───── Input data ─────

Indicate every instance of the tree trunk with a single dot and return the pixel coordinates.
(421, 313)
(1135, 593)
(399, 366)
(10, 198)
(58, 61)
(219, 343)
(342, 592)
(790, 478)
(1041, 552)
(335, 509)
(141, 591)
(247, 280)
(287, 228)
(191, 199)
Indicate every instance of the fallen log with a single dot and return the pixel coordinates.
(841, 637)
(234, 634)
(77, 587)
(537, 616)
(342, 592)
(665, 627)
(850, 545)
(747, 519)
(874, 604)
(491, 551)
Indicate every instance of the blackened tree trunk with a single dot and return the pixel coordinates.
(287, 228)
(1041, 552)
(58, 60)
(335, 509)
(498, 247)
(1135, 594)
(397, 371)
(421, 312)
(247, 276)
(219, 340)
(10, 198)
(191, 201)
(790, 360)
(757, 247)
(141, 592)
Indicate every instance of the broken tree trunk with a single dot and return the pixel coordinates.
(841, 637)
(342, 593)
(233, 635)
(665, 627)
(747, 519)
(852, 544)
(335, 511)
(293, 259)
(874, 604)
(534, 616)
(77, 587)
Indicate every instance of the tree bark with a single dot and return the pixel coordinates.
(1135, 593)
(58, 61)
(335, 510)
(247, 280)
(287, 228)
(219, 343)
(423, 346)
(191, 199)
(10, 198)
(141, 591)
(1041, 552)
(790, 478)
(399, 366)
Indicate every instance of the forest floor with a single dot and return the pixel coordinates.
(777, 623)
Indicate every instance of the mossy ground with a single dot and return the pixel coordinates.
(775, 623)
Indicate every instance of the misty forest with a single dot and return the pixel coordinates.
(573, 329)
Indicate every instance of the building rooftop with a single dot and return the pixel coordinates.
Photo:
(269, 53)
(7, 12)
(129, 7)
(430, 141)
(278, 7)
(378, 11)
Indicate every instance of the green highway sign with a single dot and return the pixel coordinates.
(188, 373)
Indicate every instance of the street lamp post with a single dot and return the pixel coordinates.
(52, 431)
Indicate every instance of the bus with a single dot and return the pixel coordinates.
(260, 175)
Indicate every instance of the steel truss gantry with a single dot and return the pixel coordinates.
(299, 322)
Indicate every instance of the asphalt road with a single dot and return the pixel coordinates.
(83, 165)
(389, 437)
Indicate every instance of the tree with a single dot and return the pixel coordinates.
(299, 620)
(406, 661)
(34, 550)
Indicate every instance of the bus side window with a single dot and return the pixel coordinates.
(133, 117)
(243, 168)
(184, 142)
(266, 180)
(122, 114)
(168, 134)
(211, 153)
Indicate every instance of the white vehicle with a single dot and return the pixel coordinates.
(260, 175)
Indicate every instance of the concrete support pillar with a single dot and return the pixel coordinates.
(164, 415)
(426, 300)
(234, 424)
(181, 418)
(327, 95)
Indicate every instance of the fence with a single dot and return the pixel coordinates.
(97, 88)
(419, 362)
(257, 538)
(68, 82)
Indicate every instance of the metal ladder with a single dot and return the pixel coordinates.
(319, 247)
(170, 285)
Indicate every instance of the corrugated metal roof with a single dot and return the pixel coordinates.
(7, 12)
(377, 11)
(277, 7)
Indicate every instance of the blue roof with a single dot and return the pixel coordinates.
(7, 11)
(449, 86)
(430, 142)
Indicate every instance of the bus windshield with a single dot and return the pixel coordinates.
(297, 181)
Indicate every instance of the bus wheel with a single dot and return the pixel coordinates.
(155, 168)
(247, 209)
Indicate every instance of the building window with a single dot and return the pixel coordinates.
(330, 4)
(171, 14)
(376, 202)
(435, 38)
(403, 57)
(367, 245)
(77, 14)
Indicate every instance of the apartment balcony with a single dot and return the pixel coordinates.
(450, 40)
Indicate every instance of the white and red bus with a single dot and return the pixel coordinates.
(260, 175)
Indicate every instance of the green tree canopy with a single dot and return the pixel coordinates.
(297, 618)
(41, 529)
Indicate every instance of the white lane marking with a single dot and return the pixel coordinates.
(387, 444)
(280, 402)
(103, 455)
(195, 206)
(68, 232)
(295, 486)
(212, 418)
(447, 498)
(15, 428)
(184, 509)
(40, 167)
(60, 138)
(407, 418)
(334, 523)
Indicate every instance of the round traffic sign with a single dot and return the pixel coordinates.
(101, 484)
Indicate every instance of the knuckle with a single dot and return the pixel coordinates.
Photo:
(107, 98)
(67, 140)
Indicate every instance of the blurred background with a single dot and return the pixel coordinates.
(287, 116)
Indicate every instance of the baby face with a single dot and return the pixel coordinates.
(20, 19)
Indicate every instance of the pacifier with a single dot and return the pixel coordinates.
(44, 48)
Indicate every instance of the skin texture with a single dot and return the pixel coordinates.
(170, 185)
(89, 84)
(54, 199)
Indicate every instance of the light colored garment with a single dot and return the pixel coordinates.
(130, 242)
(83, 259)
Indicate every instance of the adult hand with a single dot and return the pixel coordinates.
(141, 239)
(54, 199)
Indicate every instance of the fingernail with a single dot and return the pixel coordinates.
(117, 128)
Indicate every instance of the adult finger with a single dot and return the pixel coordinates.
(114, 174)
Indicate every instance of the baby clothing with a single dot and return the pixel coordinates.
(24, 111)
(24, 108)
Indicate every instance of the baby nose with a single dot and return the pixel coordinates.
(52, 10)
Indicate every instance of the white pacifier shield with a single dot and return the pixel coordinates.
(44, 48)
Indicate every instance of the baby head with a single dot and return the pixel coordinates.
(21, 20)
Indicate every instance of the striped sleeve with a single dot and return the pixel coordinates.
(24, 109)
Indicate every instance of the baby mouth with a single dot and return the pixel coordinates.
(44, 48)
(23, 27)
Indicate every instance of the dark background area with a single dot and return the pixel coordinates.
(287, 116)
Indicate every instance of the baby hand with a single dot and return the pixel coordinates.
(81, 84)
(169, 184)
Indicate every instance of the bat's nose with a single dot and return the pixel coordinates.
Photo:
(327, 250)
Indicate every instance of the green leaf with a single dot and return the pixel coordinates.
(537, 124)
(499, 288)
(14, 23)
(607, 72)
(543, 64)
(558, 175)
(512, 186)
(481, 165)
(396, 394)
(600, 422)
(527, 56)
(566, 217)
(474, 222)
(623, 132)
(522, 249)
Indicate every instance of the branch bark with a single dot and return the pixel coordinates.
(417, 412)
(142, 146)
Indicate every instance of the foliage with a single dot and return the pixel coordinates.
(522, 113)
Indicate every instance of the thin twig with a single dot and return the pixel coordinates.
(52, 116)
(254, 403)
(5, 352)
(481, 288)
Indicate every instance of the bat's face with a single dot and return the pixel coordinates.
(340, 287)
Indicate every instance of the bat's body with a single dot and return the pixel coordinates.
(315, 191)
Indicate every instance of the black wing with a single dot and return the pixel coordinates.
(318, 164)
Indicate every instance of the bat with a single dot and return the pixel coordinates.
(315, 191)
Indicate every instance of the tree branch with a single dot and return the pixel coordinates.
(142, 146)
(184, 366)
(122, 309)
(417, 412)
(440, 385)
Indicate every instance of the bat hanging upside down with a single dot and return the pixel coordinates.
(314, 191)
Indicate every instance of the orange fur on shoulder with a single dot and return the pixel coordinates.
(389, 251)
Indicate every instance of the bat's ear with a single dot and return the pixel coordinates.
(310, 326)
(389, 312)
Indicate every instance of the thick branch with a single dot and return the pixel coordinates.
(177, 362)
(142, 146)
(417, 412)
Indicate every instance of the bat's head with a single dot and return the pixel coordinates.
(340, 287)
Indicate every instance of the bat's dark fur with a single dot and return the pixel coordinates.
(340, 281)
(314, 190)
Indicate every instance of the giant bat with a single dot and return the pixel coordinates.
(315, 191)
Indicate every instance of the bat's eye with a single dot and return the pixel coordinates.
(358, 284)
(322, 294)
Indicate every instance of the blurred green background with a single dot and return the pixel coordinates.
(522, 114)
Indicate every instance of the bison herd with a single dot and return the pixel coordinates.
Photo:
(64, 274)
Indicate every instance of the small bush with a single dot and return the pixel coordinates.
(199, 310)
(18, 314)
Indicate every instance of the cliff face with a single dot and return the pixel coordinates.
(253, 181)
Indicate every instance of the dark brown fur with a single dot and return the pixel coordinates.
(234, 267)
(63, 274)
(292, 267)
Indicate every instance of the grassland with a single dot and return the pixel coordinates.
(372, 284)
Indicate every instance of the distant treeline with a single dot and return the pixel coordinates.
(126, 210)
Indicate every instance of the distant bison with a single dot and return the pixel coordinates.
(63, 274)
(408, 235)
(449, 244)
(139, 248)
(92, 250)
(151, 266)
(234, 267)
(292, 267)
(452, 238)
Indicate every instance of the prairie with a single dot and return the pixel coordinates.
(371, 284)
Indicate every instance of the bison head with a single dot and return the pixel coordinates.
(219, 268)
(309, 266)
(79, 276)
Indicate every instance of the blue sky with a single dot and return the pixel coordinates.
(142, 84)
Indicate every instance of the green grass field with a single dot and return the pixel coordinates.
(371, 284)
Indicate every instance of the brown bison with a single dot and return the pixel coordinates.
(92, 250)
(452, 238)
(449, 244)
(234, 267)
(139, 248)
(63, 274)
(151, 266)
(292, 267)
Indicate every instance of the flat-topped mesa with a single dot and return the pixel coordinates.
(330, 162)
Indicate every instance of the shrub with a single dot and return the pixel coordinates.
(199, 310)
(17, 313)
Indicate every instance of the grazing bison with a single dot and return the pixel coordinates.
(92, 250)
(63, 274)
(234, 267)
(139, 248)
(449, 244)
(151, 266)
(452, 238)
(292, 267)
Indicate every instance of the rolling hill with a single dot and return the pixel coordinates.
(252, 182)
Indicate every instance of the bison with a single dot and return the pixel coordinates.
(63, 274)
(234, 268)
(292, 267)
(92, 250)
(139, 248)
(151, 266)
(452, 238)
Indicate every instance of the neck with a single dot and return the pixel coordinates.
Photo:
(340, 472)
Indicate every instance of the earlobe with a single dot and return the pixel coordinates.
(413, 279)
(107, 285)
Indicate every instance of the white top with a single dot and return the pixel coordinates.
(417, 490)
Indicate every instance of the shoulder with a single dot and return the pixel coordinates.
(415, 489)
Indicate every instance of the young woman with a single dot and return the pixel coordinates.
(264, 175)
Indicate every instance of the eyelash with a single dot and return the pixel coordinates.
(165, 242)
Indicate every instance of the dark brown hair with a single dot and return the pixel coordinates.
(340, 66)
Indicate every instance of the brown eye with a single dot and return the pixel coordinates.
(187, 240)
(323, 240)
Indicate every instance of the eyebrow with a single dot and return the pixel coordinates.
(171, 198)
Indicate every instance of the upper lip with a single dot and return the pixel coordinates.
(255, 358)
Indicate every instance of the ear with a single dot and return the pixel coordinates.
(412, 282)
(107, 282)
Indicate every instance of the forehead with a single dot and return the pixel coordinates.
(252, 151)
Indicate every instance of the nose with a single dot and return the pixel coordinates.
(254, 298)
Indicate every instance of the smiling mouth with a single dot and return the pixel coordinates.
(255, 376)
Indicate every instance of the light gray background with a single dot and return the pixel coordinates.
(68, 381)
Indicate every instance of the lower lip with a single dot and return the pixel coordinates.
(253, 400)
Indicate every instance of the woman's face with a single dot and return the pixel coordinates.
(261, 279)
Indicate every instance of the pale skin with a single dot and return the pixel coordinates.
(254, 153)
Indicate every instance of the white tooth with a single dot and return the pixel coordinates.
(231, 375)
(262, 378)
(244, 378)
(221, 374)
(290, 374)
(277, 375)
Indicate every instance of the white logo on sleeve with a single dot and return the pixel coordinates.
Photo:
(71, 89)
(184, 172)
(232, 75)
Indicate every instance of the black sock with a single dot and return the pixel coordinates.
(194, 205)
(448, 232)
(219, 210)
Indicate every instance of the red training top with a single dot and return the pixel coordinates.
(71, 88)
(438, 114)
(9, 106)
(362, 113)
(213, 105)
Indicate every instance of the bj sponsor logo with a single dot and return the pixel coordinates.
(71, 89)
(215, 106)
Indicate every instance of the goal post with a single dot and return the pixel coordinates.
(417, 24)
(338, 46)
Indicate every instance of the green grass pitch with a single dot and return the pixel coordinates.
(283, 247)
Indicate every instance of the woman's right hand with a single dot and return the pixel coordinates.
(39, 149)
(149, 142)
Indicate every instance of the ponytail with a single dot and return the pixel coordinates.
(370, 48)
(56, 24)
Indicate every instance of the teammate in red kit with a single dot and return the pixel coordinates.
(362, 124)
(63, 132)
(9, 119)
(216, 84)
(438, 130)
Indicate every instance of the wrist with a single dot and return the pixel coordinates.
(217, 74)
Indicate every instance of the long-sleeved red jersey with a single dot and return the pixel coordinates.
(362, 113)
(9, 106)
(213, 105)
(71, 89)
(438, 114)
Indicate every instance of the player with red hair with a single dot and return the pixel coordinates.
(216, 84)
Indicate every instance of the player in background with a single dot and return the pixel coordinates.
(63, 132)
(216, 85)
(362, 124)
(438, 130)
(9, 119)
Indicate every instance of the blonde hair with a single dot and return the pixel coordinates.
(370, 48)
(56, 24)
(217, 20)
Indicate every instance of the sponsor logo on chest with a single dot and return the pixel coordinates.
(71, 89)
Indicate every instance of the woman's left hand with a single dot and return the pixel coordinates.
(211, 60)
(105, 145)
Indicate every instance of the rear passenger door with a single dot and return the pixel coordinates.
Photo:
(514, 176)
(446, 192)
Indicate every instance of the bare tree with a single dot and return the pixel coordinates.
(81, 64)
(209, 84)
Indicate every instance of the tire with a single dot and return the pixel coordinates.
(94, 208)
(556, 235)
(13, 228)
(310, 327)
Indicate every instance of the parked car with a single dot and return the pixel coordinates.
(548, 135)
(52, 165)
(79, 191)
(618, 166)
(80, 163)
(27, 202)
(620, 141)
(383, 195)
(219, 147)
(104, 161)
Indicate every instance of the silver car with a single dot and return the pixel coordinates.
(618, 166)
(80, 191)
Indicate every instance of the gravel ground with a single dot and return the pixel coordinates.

─────

# [Problem]
Starting at the line that holds "Indicate every instance of the silver", set down each line exactly through the last line of the records above, and no others.

# [Result of this task]
Indicate every instance of the silver car with a single dot and return the pixel coordinates.
(618, 166)
(80, 191)
Indicate every instance of the gravel ground with a single dot and return the pixel coordinates.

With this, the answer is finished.